◆ DESCRIPTION OF THE TASK ◆
For every record that follows, write out the text exactly and omit the picture, if one is present.

• • • • •

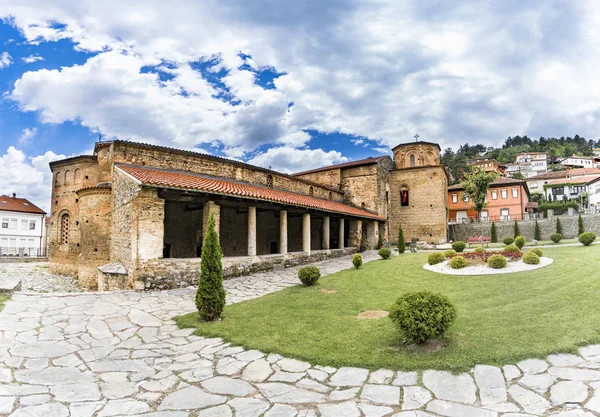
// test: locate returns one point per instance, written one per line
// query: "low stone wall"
(162, 274)
(570, 227)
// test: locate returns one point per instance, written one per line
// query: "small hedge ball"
(458, 262)
(435, 258)
(537, 251)
(497, 262)
(385, 253)
(520, 242)
(309, 275)
(357, 260)
(556, 237)
(531, 258)
(449, 253)
(423, 315)
(459, 246)
(512, 248)
(587, 238)
(508, 240)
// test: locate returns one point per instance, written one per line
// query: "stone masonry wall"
(591, 223)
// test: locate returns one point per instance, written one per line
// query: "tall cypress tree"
(401, 242)
(210, 297)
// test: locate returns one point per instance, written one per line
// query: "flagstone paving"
(120, 354)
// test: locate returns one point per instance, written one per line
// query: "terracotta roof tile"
(159, 177)
(21, 205)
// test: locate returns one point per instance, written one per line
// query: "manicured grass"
(501, 318)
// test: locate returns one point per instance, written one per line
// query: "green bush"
(210, 296)
(497, 262)
(531, 258)
(537, 251)
(401, 241)
(459, 246)
(385, 253)
(357, 260)
(449, 253)
(423, 315)
(512, 248)
(587, 238)
(556, 237)
(508, 240)
(435, 258)
(309, 275)
(458, 262)
(520, 242)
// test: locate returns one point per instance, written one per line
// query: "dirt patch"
(372, 314)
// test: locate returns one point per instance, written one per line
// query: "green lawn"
(501, 318)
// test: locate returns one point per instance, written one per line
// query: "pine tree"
(401, 242)
(210, 297)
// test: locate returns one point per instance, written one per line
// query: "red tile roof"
(163, 178)
(21, 205)
(367, 161)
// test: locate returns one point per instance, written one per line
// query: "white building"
(22, 227)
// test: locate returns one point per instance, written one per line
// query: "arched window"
(65, 225)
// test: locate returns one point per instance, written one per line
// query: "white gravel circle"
(518, 266)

• • • • •

◆ RESPONSE ◆
// test: locate returns one point per instance, written one per line
// query: "low stone wall"
(162, 274)
(570, 227)
// test: locate returns one point per instance, written one per line
// query: "small hedge ball"
(458, 262)
(435, 258)
(537, 251)
(497, 262)
(385, 253)
(520, 242)
(309, 275)
(357, 260)
(556, 237)
(531, 258)
(449, 253)
(423, 315)
(459, 246)
(512, 248)
(587, 238)
(508, 240)
// test: locate returns one point per instance, written one per line
// query: "stone masonry wall"
(591, 223)
// test: locate returns one point per instance, written one per line
// query: "tall cypress tree"
(401, 242)
(210, 297)
// test: locate returns one point per instance, written one per line
// query: "flagstone paving"
(120, 354)
// test: locate returns one point per instance, written one per line
// query: "terracotta roof tile"
(159, 177)
(21, 205)
// test: locate returns one point per instance, written one per line
// query: "manicured grass"
(501, 318)
// test: locate returns one point per instance, written one per line
// query: "green bush"
(210, 296)
(497, 262)
(531, 258)
(537, 251)
(401, 241)
(459, 246)
(385, 253)
(357, 260)
(449, 253)
(423, 315)
(512, 248)
(587, 238)
(556, 237)
(508, 240)
(435, 258)
(309, 275)
(458, 262)
(520, 242)
// test: locate returns one point per instance, written one per line
// query: "dirt patch"
(372, 314)
// test: locate returns one point per instance, written one per line
// query: "green lawn"
(501, 318)
// test: locate returns one point per instance, written one per line
// query: "pine tree"
(401, 242)
(210, 297)
// test: locate returns one point per instance, written one per line
// query: "red tile roof"
(163, 178)
(21, 205)
(367, 161)
// test: locate returns one point per instance, written one per line
// query: "white building"
(22, 227)
// test: locate returns one point per instance, written one per line
// query: "arched window"
(65, 225)
// test: locate returns one point per instance, written one per line
// query: "white gravel circle"
(518, 266)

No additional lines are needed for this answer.